- **Short problem**: Could you gather every line in the rows below that contains the word "laid", with case counting?

(Collection entries)
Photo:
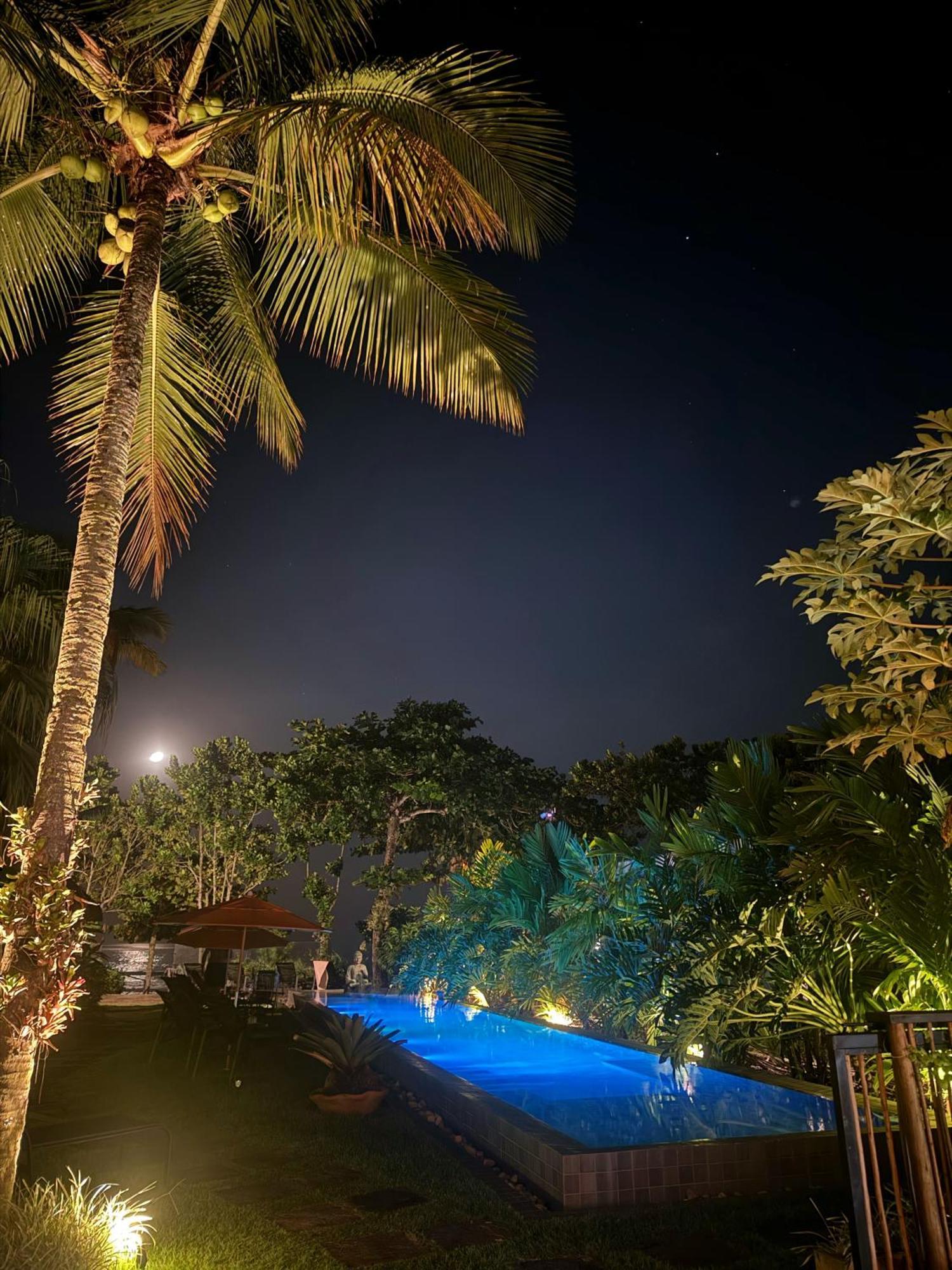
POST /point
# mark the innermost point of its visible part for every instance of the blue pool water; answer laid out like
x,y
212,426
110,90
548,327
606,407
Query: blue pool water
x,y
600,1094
--
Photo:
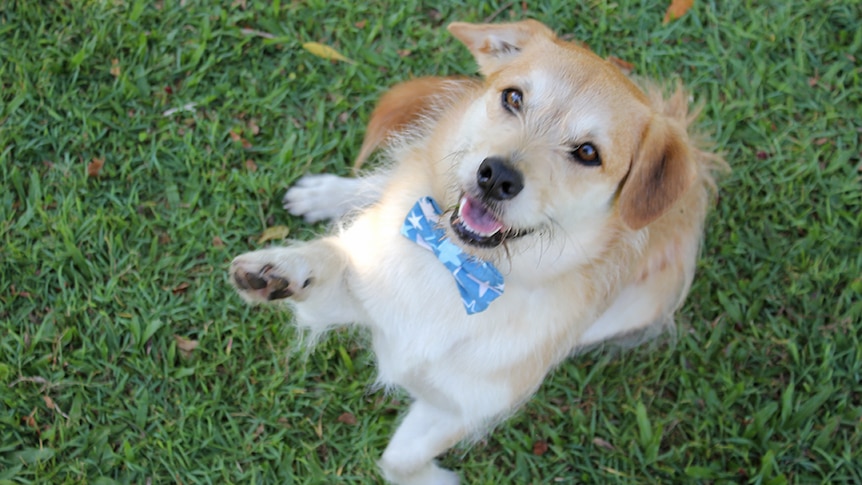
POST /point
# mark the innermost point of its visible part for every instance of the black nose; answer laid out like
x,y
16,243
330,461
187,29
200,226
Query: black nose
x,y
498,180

- **Task response**:
# mark the innermost point of its visible part for every instance of the blue pool water; answer laid out like
# mark the innermost point of its visible part for every instance of the black nose; answer laid out like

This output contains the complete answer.